**What you will do:**
[a] In the Y2K thread, what happened to the email on the IMAP server when the company staff came into work on September 10th 2001?
[b] Resume the forum thread about the Y2K bug, picking up right after its last post.
***** Selection *****
I was the lead console operator during the midnight rollover on NYE for an aging fleet of state-owned mainframes and minicomputers which were affected by the bug. Some of the machines could not be updated with a fix, so we were almost completely uncertain as to how these machines would behave. Testing on many of those machines was a huge investment. A lot of effort went into checking and re-checking job code. It was a lot of work for everyone. As mentioned here by others, it could have been (would have been) worse were it not for the heroic efforts of programmers to bug-proof their job code in the run-up to the rollover. As the lead console op, my responsibility that night and morning was to try and ride any trains that decided to jump the tracks. The skills I developed then still serve me well today, and I will forever be grateful to those grayest of graybeards for the trust I was extended when chosen for that role. Everyone on the payroll was there for the rollover except for the next shift's operators. For my part, it was in the end a lot of preparation which thankfully was not needed. I must admit to having a drink before that shift started. But when the rollover came, all was quiet. And after a few nervous hours, we poured some champagne with the hero programmers who were there in the room watching their jobs run without any issues.


Can anyone provide an example of a country or a company that was not at all prepared for Y2K (there must be one somewhere?), and suffered disastrous consequences? That would seem to be the best way to answer the original question, but I haven't seen any such example provided.


I didn't run into any Y2K problems - for UNIX/Linux itself this was mostly a non-issue due to times being stored in at least 32-bit time_t at that point. Individual applications may have had their own Y2K related issues of course, but I didn't run into any.

However, one issue I did run into nearly two years later was when UNIX time_t rolled over to 1 billion seconds. The company I worked with at the time was running WU-IMAP for their email server, plus additional patches for qmail-style maildir support. We came into work on September 10th 2001 and all the email on our IMAP server was sorted in the wrong order.

Turns out there was a bug in the date sorting function in this particular maildir patch (see http://www.davideous.com/imap-maildir/ - "10-digit unix date rollover problem"). I think we were the first to report it to the maintainer due to the timezone we were in. First time for me in identifying and submitting a patch to fix a critical issue in a piece of open source software! My co-worker and I were chuffed.

Of course, we swiftly forgot about it the next day when planes crashed into the NY World Trade Center.


There's a very good ~20min documentary of the Y2K bug which exactly discusses your question: https://www.youtube.com/watch?v=Xm5OiB3CPxg (by LGR)


Came here to say this. Great channel and explanation of the Y2K.


It was like most other big IT problems that are properly anticipated -- a ton of work went into making sure it wasn't a problem, so everyone assumes there was nothing to worry about and all the IT people were lazy and dramatic.

But that couldn't be more wrong.


Yes, it was real.

Keep in mind that it was also used as a significant contributing factor to replace a lot of major legacy IT systems (especially accounting systems) at big organisations (a lot of SAP rollouts in the late 90s had Y2K as part of the cost justifications).
***** Data extract *****
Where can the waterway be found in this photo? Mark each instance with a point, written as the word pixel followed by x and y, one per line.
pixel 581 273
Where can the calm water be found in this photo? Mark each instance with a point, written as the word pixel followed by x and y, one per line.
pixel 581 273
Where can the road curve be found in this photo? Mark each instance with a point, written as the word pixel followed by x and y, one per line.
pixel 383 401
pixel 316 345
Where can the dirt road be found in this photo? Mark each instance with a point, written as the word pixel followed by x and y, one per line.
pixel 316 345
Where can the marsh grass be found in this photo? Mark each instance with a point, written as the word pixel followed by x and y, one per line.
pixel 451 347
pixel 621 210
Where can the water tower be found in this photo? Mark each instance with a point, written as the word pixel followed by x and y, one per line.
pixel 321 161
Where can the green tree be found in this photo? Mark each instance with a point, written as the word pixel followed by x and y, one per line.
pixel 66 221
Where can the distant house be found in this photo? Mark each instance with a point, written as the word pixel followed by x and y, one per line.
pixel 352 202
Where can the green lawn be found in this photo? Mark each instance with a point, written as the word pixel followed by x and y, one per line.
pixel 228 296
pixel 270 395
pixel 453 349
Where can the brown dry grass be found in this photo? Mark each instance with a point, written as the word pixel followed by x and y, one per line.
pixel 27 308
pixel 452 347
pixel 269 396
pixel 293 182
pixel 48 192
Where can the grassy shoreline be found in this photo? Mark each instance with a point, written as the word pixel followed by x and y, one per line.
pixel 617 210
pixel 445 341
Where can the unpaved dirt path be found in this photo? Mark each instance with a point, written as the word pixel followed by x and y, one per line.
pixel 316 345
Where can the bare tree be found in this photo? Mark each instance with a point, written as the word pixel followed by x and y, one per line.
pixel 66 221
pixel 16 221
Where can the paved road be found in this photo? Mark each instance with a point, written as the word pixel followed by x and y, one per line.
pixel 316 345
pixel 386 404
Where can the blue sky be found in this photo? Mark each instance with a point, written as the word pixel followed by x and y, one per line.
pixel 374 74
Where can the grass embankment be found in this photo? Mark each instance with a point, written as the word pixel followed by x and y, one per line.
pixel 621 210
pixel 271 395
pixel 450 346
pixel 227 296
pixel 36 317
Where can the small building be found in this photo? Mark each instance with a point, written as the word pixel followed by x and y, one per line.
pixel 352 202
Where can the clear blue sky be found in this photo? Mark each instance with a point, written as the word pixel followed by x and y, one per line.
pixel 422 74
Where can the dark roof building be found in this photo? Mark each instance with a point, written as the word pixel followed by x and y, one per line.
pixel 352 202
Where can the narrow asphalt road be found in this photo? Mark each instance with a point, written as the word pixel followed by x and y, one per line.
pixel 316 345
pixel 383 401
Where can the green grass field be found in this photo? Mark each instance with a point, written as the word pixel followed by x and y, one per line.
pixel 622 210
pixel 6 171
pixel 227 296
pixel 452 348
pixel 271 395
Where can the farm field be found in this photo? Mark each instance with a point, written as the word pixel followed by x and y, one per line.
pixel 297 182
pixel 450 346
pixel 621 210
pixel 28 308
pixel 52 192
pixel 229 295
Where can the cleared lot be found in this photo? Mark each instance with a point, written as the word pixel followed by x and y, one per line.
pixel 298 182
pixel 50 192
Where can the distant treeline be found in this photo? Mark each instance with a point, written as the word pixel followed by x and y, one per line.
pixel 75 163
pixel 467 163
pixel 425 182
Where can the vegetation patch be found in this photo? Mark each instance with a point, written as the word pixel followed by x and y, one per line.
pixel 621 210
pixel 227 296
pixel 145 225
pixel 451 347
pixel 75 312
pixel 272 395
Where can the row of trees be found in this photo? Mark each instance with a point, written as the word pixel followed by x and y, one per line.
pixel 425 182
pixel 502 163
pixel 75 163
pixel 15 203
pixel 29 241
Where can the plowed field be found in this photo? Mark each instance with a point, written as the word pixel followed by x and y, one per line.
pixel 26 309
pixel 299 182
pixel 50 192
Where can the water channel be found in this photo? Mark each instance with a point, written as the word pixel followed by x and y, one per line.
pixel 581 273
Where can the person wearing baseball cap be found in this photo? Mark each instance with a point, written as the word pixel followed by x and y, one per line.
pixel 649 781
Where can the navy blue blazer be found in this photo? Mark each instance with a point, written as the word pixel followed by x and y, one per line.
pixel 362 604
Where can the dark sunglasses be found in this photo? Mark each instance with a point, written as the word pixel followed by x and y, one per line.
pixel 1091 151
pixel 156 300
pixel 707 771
*****
**Expected answers:**
[a] All the email on the IMAP server was sorted in the wrong order.

[b]
The company I worked for ran a Y2K Remediation "Factory" for mainframe software - going through and change to 4 digits, checking for leap year issues, confirming various calculations still worked.

I worked on a full system replacement that was partially justified on the basis of (roughly) we can spend 0.3x and do y2k patches, or spend X and get a new system using more recent technologies and UIs.

There were still problems, but they were generally in less critical systems as likely major systems had been tested, and were remediated or replaced.

Keep in mind that there was often much more processing that occurred on desktop computers (traditional fat client) - so lots of effort was also expended on check desktop date rollover behaviour. Once place I worked at had to manually run test software on every computer they had (10's of thousands) because it needed reboots and remote management was more primitive (and less adopted) at the time.


I worked at IBM as an intern during the crossover, and there was a TON of internal activity. It might seem like there was nothing going on, but in fact, there were a lot of interns (like our entire intern class of about 200 that I know of, across entire IBM in all disciplines, research, database, microprocessors, AIX, QA, mainframes etc) who were basically doing the same thing - Y2K readiness for our respective departments.

I worked in QA in one of their bank teller application development branch offices, so all I did for weeks was enter in date times between 99 and 00 into the software and test that the fixes were successful.

The unique thing about Y2K was that the problem was well understood and came with an actual deadline, so you could project manage around it.

Any normal bug couldn't be project managed this way, and you can't just throw interns at regular problems, whereas with Y2K, if you had the money, you can just assign people to look at every line of code to look for date handling code.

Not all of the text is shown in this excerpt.